— start DOCUMENT EXTRACT —
How Formula 1 Expertise Is Shaping Our New Family of Electric Vehicles



Up until the early 1970s, the automotive industry followed a single path for gas vehicles: More power meant a bigger engine, resulting in more weight, more cost, and, in most cases, worse fuel efficiency.
But then came the fuel crisis in the mid-1970s, which resulted in an innovative new device that could deliver both power and the fuel efficiency customers were suddenly demanding — the turbocharger. While the first automotive applications appeared in 1962 for racing, the technology truly began its journey toward the mainstream in 1973 with the debut of the BMW 2002 Turbo, proving that smaller engines could punch well above their weight.
It seemed to defy physics — using a new device that turned wasted energy into power for more compression to make a smaller engine behave like a much larger one. In 2011, Ford introduced its version of the turbo, EcoBoost, on the F-150 pickup truck in the U.S. Ford’s bet was that turbos would redefine the industry, including the F-150, even as others were skeptical of customer adoption.
Sales skyrocketed, and the industry followed suit: Now, nearly 75% of F-150 trucks are sold with turbocharged engines,1 and nearly all our gas-powered vehicles offer it.
Today, the industry faces a similar challenge with electric vehicles, where the engineering solution for range anxiety has mostly been to increase the size of the battery in the vehicle. But the battery is the most crucial component to tackle affordability because it accounts for somewhere around 40% of the vehicle’s total cost and upwards of 25% of its total weight.
Just like when automakers simply made bigger engines, adding more battery makes the vehicle heavier, more expensive, and creates a massive physics challenge.
Our big bet for electric vehicles? Obsessing over the vehicle as a system to get more miles out of a smaller battery and radically simplifying the system to reduce the number of parts so we can deliver a new family of affordable electric vehicles to driveways around the world.
Affordability is not a marketing tagline for us. To truly make vehicles built on this platform affordable, starting with a mid-size electric truck, we needed to hunt down the cost opportunities.
We started by creating a team within the skunkworks operation, tasked with developing range, efficiency, and performance metrics for priorities such as weight, drag and rolling resistance, and ultimately battery size. That team armed every engineer with a new way of evaluating tradeoffs — we call them bounties.
— end DOCUMENT EXTRACT —
— start DATASET EXTRACT —
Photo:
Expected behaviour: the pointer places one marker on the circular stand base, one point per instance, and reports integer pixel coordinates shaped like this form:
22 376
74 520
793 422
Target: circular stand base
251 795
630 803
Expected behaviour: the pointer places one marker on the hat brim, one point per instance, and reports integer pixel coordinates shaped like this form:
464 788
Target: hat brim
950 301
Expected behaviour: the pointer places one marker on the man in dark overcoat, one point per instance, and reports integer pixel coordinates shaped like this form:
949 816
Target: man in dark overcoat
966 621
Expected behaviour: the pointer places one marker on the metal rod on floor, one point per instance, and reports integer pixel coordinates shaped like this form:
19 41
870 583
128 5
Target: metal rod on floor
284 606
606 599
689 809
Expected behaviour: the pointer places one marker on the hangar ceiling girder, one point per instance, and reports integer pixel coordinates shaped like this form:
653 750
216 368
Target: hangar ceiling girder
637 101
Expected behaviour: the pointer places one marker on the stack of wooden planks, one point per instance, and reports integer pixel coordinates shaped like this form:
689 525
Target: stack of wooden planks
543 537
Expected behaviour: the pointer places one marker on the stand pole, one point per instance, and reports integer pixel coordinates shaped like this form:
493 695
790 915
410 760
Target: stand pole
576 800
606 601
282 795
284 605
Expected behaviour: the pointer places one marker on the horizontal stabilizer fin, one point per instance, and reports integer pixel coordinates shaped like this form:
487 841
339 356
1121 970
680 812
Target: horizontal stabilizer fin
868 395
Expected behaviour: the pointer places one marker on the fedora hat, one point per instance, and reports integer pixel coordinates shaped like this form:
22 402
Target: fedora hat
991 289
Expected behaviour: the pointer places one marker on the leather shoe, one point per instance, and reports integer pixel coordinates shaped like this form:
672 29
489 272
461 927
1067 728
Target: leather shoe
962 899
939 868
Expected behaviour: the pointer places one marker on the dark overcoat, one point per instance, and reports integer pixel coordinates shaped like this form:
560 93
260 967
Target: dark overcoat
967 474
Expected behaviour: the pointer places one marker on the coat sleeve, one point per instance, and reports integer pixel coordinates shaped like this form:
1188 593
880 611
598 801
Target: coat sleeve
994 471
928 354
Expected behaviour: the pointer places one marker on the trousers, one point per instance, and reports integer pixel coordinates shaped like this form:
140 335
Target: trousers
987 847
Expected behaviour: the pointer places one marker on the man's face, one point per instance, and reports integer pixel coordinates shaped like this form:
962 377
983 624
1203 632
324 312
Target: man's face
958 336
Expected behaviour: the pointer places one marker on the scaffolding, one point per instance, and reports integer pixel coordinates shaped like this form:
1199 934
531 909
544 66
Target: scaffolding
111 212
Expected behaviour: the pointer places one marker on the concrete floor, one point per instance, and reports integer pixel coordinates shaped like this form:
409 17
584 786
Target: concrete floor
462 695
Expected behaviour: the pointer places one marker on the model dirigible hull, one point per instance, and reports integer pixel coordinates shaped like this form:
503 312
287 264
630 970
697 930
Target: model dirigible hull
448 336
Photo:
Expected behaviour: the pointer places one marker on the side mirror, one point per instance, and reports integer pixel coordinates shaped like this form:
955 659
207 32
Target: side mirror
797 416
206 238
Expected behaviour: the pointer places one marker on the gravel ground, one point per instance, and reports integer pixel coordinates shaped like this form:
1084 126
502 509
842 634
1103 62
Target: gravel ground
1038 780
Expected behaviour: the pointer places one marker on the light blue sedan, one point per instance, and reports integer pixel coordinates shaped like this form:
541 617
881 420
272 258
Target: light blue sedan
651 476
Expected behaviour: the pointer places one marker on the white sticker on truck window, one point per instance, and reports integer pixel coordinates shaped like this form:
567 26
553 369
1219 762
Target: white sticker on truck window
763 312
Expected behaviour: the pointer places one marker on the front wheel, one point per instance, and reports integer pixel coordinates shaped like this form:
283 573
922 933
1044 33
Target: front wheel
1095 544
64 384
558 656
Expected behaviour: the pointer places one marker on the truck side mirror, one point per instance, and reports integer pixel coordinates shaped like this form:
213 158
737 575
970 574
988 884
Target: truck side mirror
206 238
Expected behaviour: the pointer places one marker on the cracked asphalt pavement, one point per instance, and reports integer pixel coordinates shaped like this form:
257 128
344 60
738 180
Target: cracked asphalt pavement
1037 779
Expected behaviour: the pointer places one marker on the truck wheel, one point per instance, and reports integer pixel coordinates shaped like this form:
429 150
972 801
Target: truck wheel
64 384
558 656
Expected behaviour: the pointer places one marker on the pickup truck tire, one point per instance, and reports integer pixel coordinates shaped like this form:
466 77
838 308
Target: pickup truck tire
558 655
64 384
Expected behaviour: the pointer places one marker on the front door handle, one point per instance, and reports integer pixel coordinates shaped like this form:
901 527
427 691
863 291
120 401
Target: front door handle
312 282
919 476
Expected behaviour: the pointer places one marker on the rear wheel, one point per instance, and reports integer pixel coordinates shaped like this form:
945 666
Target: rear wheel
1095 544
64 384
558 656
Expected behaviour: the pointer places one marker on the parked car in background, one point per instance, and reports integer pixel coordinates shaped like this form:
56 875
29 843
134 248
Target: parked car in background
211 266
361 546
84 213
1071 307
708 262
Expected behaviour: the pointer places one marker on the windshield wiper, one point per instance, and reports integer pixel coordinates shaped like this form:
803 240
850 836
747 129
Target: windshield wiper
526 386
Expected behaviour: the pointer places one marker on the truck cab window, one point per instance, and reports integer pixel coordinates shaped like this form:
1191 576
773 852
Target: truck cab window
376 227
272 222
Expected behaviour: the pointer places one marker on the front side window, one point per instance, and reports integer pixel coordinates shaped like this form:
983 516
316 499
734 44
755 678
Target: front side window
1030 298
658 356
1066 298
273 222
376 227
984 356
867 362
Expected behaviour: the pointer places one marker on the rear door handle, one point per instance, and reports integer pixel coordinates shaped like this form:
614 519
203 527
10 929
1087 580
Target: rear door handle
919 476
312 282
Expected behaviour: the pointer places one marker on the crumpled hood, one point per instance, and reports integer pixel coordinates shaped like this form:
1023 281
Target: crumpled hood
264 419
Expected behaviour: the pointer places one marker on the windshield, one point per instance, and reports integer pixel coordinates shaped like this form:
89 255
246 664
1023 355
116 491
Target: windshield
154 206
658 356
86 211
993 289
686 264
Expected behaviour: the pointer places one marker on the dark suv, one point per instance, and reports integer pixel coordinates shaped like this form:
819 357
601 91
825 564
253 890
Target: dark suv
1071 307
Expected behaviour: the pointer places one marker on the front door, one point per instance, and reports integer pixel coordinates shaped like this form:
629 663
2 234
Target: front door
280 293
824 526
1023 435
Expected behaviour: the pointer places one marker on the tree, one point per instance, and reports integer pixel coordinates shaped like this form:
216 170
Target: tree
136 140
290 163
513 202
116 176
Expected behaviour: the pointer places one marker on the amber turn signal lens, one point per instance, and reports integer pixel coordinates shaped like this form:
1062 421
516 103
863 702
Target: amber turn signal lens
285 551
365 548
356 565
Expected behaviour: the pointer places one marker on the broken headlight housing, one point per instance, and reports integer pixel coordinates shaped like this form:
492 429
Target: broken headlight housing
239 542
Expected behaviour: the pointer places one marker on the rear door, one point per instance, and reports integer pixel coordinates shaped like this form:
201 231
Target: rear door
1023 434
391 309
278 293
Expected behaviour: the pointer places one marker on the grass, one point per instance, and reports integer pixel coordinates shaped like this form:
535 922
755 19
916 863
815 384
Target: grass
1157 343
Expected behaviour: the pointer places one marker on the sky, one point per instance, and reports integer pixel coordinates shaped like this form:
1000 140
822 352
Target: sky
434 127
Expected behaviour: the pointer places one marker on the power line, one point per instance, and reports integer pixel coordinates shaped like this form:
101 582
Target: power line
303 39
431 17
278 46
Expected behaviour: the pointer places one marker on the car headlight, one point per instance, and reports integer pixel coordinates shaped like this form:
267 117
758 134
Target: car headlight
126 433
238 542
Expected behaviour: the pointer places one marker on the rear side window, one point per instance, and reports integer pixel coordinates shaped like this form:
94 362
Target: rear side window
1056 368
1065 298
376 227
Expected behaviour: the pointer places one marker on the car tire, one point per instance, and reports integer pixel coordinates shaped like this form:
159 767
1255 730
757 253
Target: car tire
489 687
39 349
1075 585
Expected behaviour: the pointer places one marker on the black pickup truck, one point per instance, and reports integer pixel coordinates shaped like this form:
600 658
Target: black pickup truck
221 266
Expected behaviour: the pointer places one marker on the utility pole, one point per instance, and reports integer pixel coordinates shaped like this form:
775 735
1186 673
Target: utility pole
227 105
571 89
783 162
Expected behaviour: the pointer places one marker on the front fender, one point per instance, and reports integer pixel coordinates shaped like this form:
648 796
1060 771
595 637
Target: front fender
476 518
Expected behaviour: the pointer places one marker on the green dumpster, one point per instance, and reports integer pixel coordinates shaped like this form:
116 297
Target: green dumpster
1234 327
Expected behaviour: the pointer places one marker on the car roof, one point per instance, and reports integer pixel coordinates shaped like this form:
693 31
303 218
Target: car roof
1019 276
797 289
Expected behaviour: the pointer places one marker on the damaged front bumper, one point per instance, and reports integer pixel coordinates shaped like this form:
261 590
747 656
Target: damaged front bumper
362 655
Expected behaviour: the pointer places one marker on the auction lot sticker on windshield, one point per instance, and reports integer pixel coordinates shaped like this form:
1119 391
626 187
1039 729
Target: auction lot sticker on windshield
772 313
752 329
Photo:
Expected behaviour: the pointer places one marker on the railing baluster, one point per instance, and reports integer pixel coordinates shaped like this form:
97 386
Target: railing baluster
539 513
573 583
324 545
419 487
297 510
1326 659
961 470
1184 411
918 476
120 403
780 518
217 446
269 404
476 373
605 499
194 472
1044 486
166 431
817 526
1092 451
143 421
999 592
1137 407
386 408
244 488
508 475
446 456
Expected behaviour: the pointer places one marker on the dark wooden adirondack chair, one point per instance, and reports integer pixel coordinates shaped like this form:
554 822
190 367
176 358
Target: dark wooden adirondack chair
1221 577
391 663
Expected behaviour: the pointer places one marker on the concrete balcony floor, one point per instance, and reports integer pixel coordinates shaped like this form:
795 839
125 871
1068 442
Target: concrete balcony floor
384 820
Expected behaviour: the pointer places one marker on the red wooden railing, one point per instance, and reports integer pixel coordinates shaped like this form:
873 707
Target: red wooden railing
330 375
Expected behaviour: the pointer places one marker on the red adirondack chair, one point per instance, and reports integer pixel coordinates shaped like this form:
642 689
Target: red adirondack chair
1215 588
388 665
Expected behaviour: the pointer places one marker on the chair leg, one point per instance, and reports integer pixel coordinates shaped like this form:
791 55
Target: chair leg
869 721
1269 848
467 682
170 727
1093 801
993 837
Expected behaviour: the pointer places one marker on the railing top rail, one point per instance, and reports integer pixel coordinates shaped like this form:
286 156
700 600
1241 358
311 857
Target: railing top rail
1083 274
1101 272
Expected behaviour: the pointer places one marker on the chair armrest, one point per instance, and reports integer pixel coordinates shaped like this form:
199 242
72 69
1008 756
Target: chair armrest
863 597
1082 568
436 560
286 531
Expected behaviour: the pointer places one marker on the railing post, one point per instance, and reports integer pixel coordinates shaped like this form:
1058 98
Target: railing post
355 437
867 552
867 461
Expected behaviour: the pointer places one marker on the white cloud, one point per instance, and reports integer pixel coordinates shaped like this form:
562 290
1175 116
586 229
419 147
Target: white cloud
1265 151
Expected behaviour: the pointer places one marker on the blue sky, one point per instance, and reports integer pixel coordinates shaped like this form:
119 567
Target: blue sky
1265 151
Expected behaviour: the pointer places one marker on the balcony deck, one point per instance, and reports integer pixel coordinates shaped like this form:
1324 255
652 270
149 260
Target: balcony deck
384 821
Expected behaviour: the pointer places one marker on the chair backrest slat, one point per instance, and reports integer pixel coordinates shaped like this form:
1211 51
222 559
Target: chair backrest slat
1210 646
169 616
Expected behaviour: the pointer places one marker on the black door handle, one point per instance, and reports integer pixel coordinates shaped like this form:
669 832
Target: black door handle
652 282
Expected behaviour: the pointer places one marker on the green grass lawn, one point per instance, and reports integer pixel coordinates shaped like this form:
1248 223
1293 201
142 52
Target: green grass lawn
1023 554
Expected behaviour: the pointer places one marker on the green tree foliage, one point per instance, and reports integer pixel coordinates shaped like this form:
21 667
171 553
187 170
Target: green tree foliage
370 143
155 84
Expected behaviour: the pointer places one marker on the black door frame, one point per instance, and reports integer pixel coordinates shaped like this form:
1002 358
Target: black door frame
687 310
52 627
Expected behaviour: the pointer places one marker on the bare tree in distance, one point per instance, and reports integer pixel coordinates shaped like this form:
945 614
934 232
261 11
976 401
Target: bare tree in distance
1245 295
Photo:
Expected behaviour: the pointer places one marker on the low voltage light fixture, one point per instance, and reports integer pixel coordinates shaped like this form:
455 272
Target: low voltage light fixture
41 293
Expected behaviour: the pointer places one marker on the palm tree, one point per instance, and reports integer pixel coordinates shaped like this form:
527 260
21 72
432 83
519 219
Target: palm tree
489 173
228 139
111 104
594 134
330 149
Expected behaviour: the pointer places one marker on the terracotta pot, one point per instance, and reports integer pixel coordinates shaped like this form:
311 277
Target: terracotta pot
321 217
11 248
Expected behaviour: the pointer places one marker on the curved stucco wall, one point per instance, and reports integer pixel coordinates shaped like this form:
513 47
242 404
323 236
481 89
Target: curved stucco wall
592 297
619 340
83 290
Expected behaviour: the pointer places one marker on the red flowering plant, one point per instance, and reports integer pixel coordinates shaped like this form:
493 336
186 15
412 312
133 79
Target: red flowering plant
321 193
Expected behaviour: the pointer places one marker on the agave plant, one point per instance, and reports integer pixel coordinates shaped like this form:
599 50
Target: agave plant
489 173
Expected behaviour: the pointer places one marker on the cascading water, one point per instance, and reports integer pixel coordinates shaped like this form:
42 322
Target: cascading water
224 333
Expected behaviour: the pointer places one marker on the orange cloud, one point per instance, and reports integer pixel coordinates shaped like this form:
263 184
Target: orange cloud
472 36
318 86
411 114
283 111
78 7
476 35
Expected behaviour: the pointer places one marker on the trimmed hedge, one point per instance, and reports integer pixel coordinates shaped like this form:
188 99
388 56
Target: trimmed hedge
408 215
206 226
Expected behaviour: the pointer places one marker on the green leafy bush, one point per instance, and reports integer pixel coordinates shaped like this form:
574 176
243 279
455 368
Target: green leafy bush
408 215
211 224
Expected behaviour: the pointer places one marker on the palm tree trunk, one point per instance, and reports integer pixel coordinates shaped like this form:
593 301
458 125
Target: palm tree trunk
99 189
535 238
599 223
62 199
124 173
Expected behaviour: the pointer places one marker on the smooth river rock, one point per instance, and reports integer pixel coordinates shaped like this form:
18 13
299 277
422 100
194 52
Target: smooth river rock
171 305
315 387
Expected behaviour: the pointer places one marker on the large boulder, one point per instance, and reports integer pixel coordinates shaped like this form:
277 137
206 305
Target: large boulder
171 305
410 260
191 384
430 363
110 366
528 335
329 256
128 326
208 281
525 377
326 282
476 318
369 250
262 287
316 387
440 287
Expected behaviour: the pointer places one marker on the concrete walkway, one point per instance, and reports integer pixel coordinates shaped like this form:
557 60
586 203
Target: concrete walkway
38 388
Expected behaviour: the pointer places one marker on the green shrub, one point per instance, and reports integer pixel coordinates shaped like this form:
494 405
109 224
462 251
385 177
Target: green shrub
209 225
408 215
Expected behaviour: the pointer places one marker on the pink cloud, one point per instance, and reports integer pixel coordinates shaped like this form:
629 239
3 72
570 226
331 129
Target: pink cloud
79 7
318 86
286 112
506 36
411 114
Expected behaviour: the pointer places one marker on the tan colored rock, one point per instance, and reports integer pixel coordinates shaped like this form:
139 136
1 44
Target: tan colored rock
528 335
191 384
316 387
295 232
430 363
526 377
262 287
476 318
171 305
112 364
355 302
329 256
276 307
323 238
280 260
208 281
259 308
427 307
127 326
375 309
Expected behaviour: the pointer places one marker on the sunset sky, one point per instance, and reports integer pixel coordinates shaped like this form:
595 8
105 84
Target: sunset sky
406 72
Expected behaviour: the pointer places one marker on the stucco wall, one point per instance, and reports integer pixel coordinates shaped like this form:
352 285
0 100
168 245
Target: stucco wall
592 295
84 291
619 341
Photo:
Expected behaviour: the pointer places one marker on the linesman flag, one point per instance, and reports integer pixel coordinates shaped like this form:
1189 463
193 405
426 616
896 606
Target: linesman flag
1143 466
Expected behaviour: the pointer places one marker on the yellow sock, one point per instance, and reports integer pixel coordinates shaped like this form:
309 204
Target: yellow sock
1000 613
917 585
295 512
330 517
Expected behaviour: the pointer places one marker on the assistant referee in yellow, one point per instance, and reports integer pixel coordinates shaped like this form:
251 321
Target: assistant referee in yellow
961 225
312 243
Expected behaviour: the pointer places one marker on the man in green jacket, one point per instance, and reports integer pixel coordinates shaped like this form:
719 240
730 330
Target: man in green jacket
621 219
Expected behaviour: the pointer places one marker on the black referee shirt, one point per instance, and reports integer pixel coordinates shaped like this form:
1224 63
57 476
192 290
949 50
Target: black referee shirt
— end DATASET EXTRACT —
OBJECTIVE:
Please carry on the article on Ford's electric vehicles, picking up right after its last sentence. The items are separate material and have nothing to do with the article on Ford's electric vehicles.

REPLY:
Historically, engineers in traditional automotive companies can be siloed in departments that match the component or system they are assigned to. They’re expected to advocate for the part they are working on while decreasing its cost, often without the context of understanding how it impacts the customer’s experience or performance of the vehicle.
For example, the aerodynamics team always wants a lower roof for less aerodynamic drag; the occupant package team wants a higher roof for more headroom, while the interiors team wants to decrease the cabin size to reduce the cost. Usually, these groups negotiate until they find a middle ground, one that inevitably ends in a tradeoff led by yet another department tasked with making tradeoffs on behalf of the customer.
Bounties change the negotiation, making the true cost of a tradeoff much clearer by connecting it to a specific value tied to the range and battery cost. Now, the aerodynamics team and interior team share the same goal, and both understood that adding even 1mm to the roof height would mean $1.30 in additional battery cost or .055 miles of range. With bounties, each team has a common objective to maximize range while decreasing battery cost — a direct linkage to giving our customers more.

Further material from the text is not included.